バイオリンをめぐる文章を、「- バイオリンに酔う その1」を含む箇所から「(ロシアのグループ)を聞く。」で終わるところまで、一字一句違えずに書き写してもらえますか？

> 文書の一節:
☆ ☆ ☆ ☆
- バイオリンに酔う その1 2013/05/11
- バイオリンに酔う その2 2013/05/11
バイオリンに酔う その1
2013.05.11 (土)
先日、ボストンの地下鉄でバイオリンを弾く若者二人のビデオ(その記事はこちら)を見てから、すっかり彼らのファンになった。
しょっちゅう再生していたので、夫が「また、そいつらか?」と呆れていた。そして、「それはバイオリンというより、フィドルだな。スタイルはklezmerだな」と薀蓄をたれ、グーグルで検索しろとうるさい。
私はジャンルなんてどうでもいい。自分が気に入った音楽を好きに聞きたいだけである。
夫はハイスクールでクラリネットを吹いたし、私より知識はある。私はバイオリンとフィドルの違いもよくわからない。クレッツマーは、なるほど私好みの演奏スタイルだった。そして、一人は確かにフィドルで、楽譜でなく耳で聴いて演奏する人だった。もう一人はクラシックなバイオリニスト。
私と夫の音楽の好みはかなり違う。
夫は、マーチング・バンドやギルバート&サリバンが好きで、私は特に後者は虫唾が走るほど大きらい。私はクイーンやリュベ(ロシアのグループ)を聞く。
ビートルズやクラシックならまあいいのだが、それでも夫が選ぶ曲と私が聞きたいのとがどうも合わないので、長いドライブ中の選曲は重要な問題である。
本が好きでリベラルという以外、私と夫にはどれだけ共通点があるか疑わしい。よく24年もいっしょに暮らしてきたものだ。
私は自分の好きな音楽を夫にも気に入ってもらいたいとは思わない。しかし、夫はやたら私に自分の好きな曲を聞かせたがり、自分の好きな映画を見せたがり、自分の好きな本を私に読ませたがる。
☆ ☆ ☆ ☆
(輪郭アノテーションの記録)
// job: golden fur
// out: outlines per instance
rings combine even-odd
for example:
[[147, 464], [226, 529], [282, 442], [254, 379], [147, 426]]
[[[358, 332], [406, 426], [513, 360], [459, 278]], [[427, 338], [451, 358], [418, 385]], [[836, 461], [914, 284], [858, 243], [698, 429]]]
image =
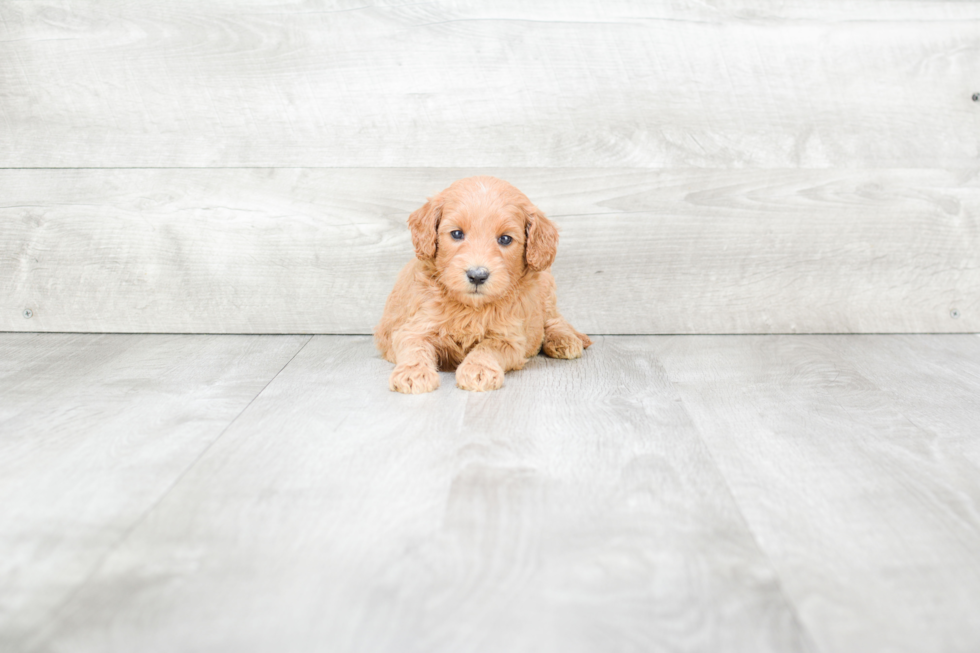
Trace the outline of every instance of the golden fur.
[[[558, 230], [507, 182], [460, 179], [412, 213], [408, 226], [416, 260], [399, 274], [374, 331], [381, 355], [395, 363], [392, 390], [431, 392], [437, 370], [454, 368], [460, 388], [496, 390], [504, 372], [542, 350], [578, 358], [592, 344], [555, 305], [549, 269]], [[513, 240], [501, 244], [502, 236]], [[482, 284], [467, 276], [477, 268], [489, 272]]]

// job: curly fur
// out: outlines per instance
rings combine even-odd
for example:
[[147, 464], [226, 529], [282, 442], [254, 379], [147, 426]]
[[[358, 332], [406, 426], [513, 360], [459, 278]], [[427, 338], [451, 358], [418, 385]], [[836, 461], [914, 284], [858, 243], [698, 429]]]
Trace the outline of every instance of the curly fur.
☆ ☆ ☆ ☆
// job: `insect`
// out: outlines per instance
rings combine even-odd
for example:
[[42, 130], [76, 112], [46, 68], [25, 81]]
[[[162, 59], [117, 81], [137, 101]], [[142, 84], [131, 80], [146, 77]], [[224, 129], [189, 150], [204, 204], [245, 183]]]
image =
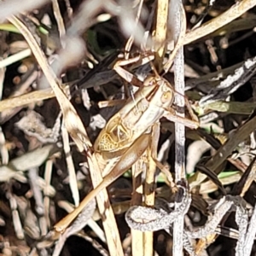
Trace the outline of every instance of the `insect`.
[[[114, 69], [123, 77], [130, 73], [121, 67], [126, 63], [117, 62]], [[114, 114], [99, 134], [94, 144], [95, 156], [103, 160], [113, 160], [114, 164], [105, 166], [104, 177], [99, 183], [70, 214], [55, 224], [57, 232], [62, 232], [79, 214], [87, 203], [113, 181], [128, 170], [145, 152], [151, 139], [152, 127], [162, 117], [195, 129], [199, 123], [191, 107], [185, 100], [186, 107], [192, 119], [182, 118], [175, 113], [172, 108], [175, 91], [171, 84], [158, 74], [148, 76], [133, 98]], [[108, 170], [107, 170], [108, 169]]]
☆ ☆ ☆ ☆
> 解答:
- バイオリンに酔う その1 2013/05/11
- バイオリンに酔う その2 2013/05/11
バイオリンに酔う その1
2013.05.11 (土)
先日、ボストンの地下鉄でバイオリンを弾く若者二人のビデオ(その記事はこちら)を見てから、すっかり彼らのファンになった。
しょっちゅう再生していたので、夫が「また、そいつらか?」と呆れていた。そして、「それはバイオリンというより、フィドルだな。スタイルはklezmerだな」と薀蓄をたれ、グーグルで検索しろとうるさい。
私はジャンルなんてどうでもいい。自分が気に入った音楽を好きに聞きたいだけである。
夫はハイスクールでクラリネットを吹いたし、私より知識はある。私はバイオリンとフィドルの違いもよくわからない。クレッツマーは、なるほど私好みの演奏スタイルだった。そして、一人は確かにフィドルで、楽譜でなく耳で聴いて演奏する人だった。もう一人はクラシックなバイオリニスト。
私と夫の音楽の好みはかなり違う。
夫は、マーチング・バンドやギルバート&サリバンが好きで、私は特に後者は虫唾が走るほど大きらい。私はクイーンやリュベ(ロシアのグループ)を聞く。